- _Assigned task A_
From the passage on Nazi terror in Czechoslovakia, list every place it names: cities, a country, a hamlet and buildings.
- _Assigned task B_
Please carry on the passage on Nazi terror in Czechoslovakia from the point where it stops.

- _Given passage_
++++++++++
In this manner reprisals carried out on a peaceful peasant hamlet were brought to the knowledge of the German people, without the slightest protest being raised. This action had been ordered by State Secretary Karl Hermann Frank, subsequently known as the "Butcher of Lidice."
After the death of Heydrich the executions were just as savage. The arrests continued at an accelerated rate. People were murdered even in the prisons. In the Pankrac prison of Prague 1,700 Czechs were killed and 1,300 more in Koumic College at Brno, which had been transformed into a prison.
Until the end the Nazis harassed the Czech people without ever managing to break their resistance. It had been calculated that 200,000 people passed through the prison of Brno alone, of whom only 50,000 were liberated, the others having been killed or sent to the slow death of the concentration camps.
In all, 305,000 Czechs were deported to the camps; only 75,000 emerged alive, another 23,000 being so seriously affected that their chances of survival were very faint. The executions carried out until 1943 often received considerable publicity. After 1943 they took place almost in secret. An average of a hundred persons a month continued to be shot. By the time the Nazis had to evacuate Czechoslovakia they had claimed 360,000 victims.
++++++++++
- _Data provided_
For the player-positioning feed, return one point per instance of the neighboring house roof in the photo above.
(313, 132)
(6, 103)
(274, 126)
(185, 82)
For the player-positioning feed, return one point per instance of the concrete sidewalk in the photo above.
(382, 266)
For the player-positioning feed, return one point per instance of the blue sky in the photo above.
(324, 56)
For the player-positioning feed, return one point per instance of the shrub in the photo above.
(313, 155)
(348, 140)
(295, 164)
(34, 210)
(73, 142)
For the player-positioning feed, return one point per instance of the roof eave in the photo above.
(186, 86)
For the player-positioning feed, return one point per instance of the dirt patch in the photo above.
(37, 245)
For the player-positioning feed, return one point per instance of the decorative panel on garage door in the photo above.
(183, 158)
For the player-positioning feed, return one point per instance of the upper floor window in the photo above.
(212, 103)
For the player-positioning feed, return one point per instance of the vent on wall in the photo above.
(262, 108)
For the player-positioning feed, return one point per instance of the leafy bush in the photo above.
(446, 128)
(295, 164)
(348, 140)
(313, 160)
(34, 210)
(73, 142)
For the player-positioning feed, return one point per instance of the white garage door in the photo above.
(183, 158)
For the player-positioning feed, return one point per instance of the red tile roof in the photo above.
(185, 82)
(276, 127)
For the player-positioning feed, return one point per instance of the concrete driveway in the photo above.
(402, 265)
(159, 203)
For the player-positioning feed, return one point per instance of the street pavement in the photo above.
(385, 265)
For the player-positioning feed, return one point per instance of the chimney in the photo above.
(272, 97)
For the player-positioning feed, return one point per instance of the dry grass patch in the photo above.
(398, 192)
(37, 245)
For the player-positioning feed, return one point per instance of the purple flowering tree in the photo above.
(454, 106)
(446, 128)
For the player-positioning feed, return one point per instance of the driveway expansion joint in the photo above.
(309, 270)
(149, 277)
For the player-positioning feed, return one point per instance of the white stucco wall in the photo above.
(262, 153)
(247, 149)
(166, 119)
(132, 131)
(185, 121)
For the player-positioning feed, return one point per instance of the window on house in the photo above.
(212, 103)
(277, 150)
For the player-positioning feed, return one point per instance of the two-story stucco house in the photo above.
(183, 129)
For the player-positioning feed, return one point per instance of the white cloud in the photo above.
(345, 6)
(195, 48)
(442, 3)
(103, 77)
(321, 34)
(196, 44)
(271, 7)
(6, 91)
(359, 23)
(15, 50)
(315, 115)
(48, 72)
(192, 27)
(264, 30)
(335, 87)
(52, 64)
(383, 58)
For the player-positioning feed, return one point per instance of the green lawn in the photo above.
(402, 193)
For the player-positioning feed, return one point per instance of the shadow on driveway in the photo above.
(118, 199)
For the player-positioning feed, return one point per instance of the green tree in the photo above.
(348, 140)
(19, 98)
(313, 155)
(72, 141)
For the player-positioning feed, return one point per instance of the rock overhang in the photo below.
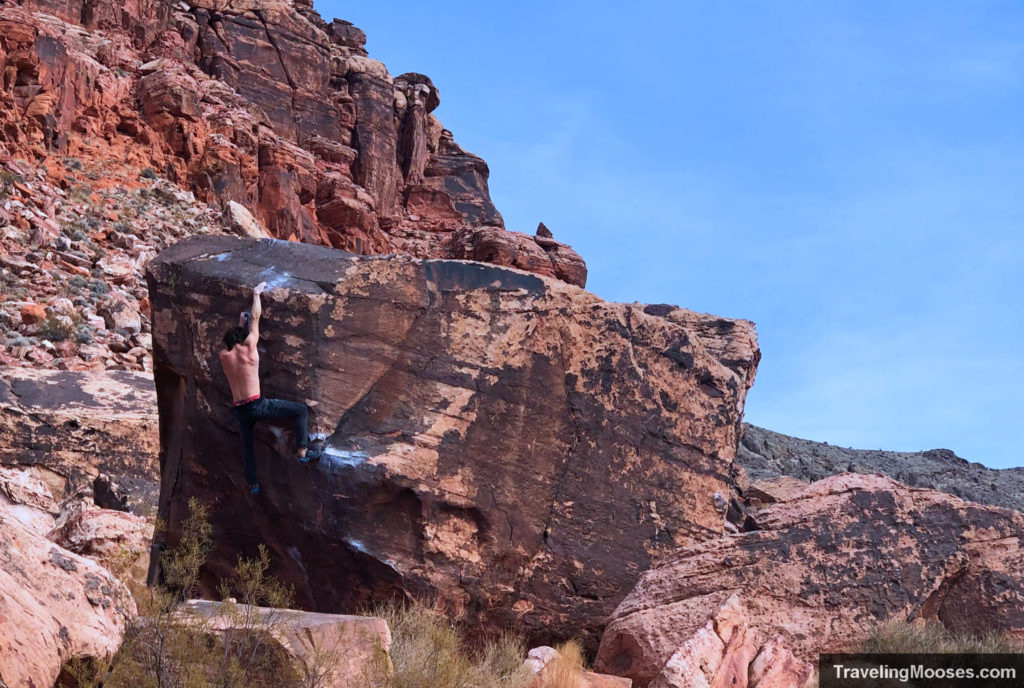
(504, 441)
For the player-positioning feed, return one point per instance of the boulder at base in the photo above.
(330, 650)
(506, 443)
(54, 606)
(824, 567)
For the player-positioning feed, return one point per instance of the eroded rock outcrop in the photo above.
(54, 606)
(71, 427)
(822, 568)
(328, 650)
(507, 442)
(256, 102)
(766, 455)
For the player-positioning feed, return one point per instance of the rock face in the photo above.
(822, 568)
(766, 455)
(73, 426)
(256, 102)
(726, 651)
(507, 442)
(54, 606)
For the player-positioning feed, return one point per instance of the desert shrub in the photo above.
(901, 637)
(428, 650)
(565, 671)
(174, 645)
(57, 328)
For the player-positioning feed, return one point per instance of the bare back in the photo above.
(242, 368)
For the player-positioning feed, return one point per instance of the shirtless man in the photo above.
(241, 361)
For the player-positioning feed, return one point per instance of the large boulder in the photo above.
(329, 650)
(54, 606)
(508, 443)
(821, 569)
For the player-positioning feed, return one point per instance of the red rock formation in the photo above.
(332, 650)
(258, 102)
(54, 606)
(72, 426)
(824, 566)
(503, 440)
(726, 651)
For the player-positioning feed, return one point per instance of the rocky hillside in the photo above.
(127, 126)
(766, 455)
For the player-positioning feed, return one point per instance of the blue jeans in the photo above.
++++++++++
- _Answer A_
- Lidice
- Pankrac prison
- Prague
- Koumic College
- Brno
- Czechoslovakia

- _Answer B_
(Source G) Der Nerse Tag (11th June, 1942)
In the course of the search for the murderer of Obengruppenfuehrer S.S. it was found that the population of the village of Lidice near Kladno had helped and cooperated with the perpetrators of the crime. This has been proved, although the villagers denied that they had cooperated. The attitude of the population with regard to the crime has also manifested itself by other acts hostile to the Reich. For example, underground literature, stocks of weapons and ammunition have been found as well as the existence of a transmitting set, and an illegal depot containing large quantities of rationed food. All the men of the village have been shot. The women have been deported to concentration camps and the children sent to appropriate houses for their education. All the buildings of this village have been razed to the ground and the name of the village removed from the land registers.
Question 1. According to Source A, what was Colin Gubbins asked to do in September 1941? What reason did Gubbins give about the possible problem with the operation?
Question 2: Read Source B. Why did Alexander Dubček support the operation referred to in Source A? Why was it important to carefully select the two men (Source C) for the operation?
Question 3: Read Source D and then answer the following questions: (i) What role did Josef Valcik and Rena Fafek play in the assassination of Reinhard Heydrich? (ii) What went wrong with the plan? (iii) Why is there some disagreement about why Heydrich died?
Question 4: Study Source E. Why do you think the German government published this stamp in 1942?
Question 5: Describe in your own words the actions that the German government took after the assassination of Reinhard Heydrich.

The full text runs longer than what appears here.